Task details: The required lines are those that contain "firefighter"; pull them out of the data and copy them.
□ □ □ □
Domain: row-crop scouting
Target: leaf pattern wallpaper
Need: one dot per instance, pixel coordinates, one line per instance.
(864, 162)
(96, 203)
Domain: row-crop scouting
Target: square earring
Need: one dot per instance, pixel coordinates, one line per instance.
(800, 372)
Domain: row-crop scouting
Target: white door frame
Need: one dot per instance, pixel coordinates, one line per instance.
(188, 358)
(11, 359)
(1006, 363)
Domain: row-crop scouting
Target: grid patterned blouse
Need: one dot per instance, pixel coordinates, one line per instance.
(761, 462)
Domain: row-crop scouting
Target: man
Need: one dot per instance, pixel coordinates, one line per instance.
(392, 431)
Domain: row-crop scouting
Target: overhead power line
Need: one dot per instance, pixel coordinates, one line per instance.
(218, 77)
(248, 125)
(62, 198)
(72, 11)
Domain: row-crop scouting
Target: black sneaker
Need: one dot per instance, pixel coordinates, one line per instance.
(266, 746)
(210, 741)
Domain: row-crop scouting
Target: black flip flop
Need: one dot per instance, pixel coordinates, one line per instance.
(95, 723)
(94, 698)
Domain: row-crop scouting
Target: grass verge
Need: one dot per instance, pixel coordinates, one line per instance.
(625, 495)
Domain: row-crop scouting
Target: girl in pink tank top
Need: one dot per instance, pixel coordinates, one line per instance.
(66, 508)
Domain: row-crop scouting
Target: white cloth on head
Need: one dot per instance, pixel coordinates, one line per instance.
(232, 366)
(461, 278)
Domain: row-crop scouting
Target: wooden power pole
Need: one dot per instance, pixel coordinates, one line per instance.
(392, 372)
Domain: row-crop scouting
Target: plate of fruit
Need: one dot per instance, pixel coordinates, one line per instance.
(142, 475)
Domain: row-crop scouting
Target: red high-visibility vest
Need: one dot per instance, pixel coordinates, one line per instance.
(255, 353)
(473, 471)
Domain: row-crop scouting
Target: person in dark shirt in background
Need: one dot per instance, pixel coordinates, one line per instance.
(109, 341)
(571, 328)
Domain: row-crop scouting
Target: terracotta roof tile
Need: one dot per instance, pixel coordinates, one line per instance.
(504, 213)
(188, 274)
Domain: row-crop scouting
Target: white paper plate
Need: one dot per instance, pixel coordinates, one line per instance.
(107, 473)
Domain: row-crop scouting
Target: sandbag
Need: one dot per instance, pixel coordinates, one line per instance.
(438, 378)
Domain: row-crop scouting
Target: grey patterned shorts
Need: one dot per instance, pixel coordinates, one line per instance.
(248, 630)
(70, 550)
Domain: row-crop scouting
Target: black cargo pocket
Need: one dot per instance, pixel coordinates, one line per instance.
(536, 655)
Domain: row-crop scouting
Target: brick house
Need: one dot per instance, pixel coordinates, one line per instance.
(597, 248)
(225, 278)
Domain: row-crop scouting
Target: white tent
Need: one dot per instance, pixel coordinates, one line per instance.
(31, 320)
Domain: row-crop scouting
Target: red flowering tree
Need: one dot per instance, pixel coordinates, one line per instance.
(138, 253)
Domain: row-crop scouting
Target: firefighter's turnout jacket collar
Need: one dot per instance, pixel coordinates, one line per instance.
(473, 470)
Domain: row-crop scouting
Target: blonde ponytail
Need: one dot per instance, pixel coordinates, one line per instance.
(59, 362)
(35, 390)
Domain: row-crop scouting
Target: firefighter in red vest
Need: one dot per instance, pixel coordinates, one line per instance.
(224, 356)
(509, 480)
□ □ □ □
The answer:
Target: firefighter's turnout jacket collar
Target: firefighter in red vest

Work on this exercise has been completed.